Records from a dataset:
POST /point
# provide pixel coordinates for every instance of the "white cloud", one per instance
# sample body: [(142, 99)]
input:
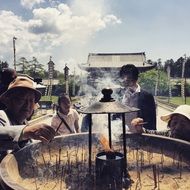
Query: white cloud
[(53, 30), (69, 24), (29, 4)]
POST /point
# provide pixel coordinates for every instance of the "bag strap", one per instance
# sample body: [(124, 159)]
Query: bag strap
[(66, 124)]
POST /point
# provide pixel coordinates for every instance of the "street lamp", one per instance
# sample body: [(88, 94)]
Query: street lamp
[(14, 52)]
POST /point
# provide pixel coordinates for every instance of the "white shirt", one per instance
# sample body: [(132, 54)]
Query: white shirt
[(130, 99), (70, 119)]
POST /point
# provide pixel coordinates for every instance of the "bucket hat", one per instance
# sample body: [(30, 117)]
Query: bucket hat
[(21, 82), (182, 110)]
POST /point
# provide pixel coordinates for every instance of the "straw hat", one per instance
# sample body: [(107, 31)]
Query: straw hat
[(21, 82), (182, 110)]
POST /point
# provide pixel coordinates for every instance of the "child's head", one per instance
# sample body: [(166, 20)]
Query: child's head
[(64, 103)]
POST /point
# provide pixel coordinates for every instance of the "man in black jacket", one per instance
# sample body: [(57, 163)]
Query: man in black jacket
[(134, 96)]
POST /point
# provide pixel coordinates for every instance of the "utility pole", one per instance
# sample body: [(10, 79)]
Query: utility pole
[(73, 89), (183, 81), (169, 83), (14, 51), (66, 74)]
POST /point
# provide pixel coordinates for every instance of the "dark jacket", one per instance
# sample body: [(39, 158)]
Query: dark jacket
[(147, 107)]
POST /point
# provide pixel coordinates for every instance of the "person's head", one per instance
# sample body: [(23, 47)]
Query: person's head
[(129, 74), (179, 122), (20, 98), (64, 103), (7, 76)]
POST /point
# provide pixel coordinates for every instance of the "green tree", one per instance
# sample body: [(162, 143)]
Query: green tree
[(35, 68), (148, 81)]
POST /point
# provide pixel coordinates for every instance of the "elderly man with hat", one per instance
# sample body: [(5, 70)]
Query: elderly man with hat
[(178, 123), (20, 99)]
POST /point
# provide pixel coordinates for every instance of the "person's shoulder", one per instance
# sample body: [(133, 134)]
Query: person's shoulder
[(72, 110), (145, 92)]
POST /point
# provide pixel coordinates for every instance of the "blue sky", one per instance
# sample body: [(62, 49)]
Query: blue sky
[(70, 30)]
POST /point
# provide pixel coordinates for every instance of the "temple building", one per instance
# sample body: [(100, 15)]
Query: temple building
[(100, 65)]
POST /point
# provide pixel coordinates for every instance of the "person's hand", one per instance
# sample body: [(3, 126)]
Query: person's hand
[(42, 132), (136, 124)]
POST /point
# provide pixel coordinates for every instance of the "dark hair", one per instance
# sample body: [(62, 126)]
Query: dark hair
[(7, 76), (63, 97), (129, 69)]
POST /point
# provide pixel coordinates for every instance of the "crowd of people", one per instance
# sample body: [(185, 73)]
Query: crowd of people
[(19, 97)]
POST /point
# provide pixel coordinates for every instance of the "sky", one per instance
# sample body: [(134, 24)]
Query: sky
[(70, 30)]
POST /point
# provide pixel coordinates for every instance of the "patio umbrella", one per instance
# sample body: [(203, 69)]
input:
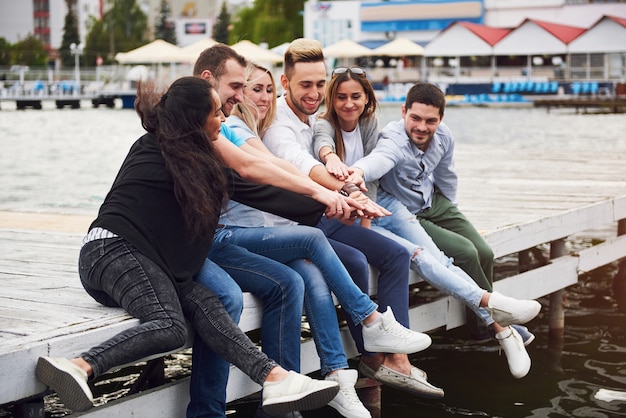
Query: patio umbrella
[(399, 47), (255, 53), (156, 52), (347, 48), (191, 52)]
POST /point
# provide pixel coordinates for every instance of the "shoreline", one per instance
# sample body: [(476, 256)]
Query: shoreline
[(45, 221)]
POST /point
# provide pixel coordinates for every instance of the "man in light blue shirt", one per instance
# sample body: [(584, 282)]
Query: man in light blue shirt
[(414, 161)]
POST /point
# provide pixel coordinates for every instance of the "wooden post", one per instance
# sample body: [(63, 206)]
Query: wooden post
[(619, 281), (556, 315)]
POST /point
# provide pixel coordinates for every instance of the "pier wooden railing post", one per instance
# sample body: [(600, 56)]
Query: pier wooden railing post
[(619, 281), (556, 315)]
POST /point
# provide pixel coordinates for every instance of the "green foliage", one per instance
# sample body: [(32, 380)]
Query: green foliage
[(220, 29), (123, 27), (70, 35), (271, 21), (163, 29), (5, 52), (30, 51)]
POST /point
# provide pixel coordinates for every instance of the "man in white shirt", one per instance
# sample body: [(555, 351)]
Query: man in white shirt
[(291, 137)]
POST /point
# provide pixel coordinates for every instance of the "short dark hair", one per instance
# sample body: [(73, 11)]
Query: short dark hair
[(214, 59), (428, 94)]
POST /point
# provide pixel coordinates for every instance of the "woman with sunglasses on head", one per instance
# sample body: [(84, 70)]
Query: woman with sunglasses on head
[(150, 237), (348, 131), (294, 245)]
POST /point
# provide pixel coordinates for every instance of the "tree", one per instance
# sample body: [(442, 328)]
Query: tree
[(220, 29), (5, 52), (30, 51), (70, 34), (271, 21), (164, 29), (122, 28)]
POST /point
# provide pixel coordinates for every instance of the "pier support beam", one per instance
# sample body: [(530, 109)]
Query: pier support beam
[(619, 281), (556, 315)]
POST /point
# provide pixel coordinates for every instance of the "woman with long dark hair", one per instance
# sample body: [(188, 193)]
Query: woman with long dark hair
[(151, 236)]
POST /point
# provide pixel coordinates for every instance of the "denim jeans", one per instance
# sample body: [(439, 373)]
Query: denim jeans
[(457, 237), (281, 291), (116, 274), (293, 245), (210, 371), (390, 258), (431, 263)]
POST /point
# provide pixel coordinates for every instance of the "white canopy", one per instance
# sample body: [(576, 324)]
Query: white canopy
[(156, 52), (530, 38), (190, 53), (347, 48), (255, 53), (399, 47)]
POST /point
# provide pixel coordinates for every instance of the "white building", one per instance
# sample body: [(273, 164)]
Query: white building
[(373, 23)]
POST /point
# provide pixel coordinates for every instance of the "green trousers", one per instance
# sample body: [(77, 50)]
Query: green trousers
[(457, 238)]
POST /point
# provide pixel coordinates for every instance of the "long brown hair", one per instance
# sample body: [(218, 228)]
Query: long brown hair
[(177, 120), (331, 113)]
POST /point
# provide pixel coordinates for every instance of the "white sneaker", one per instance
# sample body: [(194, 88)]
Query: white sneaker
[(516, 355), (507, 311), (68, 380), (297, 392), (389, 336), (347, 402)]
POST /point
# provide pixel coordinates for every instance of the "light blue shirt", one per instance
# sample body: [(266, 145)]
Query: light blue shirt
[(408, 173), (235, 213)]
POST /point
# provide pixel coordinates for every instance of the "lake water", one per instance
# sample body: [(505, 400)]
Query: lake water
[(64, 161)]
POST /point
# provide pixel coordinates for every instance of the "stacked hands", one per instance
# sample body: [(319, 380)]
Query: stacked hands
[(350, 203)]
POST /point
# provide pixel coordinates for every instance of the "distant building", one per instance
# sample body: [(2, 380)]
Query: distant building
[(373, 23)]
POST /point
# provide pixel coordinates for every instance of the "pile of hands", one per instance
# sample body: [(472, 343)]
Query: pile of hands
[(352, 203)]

...

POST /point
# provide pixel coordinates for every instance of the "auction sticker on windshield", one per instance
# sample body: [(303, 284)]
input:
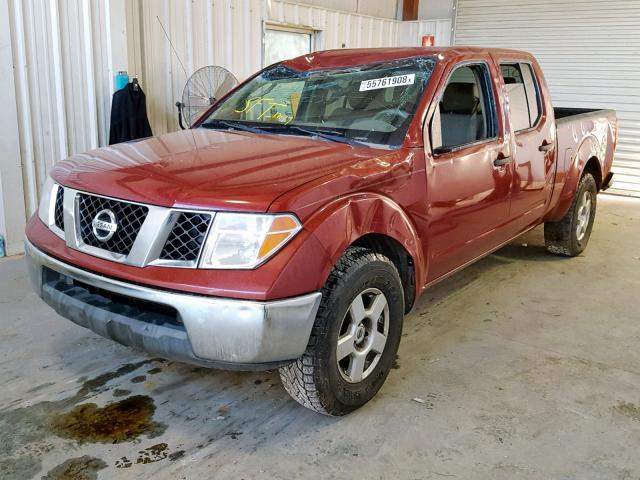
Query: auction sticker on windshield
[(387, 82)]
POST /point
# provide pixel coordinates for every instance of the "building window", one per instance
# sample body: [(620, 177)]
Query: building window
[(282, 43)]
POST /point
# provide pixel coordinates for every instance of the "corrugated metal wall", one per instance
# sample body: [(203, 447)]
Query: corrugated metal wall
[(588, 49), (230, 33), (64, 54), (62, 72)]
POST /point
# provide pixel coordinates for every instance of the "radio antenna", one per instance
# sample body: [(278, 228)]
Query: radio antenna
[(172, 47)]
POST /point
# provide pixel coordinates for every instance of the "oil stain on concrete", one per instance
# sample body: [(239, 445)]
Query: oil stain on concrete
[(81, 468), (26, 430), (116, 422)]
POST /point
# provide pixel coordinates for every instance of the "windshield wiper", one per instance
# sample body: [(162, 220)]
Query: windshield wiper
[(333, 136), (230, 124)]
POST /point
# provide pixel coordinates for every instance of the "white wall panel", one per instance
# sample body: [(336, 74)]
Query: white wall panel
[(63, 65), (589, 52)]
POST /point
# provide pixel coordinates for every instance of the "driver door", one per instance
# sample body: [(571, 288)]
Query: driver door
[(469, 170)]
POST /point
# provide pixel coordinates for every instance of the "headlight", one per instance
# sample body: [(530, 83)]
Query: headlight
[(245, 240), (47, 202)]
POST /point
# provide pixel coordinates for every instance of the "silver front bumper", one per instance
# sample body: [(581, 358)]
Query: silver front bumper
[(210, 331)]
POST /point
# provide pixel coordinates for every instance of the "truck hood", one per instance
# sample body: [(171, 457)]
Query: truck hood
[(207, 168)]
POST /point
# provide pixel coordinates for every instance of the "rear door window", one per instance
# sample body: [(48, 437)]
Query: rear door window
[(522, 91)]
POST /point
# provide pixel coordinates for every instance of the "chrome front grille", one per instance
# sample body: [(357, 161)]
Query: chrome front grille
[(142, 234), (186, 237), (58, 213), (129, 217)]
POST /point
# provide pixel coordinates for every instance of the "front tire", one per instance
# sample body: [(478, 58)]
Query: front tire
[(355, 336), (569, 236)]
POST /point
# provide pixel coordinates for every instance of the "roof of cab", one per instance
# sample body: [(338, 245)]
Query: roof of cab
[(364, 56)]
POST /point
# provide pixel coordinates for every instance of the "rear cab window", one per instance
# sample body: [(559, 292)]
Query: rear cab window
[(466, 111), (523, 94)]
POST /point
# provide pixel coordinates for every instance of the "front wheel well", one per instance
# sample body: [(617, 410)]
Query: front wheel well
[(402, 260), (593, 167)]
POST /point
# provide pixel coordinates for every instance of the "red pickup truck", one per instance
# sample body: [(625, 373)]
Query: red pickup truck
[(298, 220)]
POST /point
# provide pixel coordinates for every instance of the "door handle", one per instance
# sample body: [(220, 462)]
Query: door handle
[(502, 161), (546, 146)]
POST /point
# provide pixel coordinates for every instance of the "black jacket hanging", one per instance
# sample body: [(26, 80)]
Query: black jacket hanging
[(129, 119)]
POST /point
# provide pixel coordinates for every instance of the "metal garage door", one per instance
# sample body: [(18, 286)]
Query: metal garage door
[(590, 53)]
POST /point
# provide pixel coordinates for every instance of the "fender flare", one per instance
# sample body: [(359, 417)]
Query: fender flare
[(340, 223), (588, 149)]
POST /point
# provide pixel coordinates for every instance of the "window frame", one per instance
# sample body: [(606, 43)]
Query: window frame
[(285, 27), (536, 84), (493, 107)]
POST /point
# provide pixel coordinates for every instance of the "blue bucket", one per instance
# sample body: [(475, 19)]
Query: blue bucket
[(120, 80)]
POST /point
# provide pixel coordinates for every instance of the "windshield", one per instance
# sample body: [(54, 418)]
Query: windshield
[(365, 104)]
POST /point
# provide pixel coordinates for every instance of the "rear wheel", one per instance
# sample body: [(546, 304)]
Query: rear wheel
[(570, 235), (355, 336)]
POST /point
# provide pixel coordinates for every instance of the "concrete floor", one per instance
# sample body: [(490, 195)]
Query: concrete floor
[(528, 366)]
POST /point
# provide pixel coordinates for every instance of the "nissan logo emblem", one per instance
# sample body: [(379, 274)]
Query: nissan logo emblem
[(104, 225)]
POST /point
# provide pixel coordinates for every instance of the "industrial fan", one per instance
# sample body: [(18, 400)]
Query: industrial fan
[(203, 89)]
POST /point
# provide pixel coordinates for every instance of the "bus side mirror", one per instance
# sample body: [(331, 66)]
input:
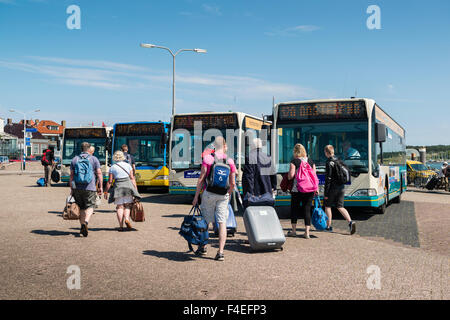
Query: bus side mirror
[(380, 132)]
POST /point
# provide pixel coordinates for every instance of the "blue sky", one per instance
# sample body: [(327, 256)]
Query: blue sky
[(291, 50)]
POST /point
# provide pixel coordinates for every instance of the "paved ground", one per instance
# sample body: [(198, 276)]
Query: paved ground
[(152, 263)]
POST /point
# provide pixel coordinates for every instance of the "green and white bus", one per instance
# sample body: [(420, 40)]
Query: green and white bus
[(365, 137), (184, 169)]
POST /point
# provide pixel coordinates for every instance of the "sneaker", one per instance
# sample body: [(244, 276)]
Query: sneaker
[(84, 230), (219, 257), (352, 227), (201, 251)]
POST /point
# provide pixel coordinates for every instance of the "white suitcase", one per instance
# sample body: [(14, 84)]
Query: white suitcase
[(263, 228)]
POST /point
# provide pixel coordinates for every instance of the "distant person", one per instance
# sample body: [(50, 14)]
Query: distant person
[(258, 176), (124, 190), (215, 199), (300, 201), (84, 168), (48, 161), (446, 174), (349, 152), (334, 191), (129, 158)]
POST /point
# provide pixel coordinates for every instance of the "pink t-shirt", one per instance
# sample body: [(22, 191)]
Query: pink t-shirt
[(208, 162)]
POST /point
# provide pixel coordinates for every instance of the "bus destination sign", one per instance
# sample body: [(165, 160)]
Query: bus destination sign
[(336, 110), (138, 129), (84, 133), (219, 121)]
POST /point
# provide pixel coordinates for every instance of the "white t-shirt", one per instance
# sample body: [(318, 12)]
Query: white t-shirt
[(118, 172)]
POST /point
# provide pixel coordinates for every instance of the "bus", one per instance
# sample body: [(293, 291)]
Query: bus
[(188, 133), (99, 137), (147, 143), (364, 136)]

**TASK:**
Give again exactly, and only, the lines above starting at the one with "# sample body: [(77, 50)]" and ending at the one with "# sample body: [(194, 88)]".

**OUTPUT OF THE EXERCISE:**
# sample body: [(77, 50)]
Query: green trousers
[(457, 238)]
POST /point
# provide pixel coordinates for every instance of the "long brown hair", one per instance
# sample body: [(218, 228)]
Query: long brown hair
[(177, 120), (331, 113)]
POST /point
# provide pixel coordinates for every instance of the "white sneaker", one per instance
# sample body: [(194, 88)]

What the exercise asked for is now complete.